**BRIEF**:
Which of the lines below hold the word "woman"? Pull each of them out.

**RECORD SET**:
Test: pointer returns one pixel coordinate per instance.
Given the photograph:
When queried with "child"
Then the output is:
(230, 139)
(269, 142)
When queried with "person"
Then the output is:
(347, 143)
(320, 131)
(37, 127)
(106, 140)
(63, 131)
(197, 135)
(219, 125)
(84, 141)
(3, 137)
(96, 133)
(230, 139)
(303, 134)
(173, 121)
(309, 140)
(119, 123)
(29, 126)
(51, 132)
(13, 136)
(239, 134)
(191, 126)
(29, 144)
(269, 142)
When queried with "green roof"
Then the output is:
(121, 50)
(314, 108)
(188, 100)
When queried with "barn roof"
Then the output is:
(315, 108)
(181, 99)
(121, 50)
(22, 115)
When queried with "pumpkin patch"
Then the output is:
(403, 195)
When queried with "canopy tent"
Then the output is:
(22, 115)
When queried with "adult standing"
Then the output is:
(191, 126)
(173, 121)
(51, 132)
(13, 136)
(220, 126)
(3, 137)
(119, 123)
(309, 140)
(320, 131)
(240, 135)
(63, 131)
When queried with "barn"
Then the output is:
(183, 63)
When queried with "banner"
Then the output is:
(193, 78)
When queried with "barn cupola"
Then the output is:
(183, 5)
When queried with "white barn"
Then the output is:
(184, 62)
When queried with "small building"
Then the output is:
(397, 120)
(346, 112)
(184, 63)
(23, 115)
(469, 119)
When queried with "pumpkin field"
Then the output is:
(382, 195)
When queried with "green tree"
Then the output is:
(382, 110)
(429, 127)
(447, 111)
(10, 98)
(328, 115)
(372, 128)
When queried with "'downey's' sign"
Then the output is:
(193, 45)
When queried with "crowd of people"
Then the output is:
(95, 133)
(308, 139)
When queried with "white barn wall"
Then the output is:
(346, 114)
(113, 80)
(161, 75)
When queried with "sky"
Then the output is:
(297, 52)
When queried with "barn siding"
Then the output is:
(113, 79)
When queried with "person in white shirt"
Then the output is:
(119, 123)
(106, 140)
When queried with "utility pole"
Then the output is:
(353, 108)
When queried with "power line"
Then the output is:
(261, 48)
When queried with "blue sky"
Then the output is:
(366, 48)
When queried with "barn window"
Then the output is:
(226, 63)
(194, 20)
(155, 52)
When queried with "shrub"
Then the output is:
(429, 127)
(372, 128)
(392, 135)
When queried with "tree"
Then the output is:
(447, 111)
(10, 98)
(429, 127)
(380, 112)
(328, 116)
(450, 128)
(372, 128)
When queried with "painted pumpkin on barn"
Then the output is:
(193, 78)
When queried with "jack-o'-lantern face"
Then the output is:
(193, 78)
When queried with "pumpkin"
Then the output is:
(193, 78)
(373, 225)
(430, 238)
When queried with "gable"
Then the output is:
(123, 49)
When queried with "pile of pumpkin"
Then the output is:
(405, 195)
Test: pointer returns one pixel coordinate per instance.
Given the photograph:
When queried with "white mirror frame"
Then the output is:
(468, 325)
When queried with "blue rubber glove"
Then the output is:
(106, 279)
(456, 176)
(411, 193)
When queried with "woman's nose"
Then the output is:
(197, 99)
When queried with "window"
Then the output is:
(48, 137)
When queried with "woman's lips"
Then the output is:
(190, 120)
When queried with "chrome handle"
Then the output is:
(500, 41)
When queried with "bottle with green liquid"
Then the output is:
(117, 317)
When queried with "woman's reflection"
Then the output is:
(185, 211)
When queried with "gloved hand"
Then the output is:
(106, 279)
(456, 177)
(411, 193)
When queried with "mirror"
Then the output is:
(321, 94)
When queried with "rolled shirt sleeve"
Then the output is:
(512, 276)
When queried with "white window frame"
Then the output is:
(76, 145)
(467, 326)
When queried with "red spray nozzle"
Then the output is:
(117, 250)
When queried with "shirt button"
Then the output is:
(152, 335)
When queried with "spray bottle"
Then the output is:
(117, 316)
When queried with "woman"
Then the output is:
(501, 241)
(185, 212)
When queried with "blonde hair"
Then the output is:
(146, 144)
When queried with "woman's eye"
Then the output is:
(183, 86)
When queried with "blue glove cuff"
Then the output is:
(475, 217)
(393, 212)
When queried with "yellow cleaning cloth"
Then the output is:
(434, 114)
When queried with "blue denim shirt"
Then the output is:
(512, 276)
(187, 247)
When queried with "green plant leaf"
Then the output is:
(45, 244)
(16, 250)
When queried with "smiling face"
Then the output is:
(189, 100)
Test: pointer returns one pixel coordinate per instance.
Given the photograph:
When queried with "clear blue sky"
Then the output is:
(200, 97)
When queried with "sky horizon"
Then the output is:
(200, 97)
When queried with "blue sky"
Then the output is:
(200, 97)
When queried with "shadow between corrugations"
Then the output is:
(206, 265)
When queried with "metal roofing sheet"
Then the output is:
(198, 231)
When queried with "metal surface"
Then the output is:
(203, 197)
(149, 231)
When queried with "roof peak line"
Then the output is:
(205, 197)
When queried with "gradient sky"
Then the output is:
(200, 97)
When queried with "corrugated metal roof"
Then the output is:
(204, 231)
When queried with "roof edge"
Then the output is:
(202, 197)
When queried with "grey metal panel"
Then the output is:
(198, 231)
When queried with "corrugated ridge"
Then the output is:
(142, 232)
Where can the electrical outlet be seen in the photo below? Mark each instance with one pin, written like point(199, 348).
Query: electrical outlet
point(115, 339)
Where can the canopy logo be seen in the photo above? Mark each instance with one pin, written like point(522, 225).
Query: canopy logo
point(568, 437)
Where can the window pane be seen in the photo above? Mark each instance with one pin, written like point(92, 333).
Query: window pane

**SOLUTION BELOW**:
When queried with "woman's nose"
When queried with "woman's lips"
When queried with "woman's reflection"
When queried with "woman"
When queried with "woman's eye"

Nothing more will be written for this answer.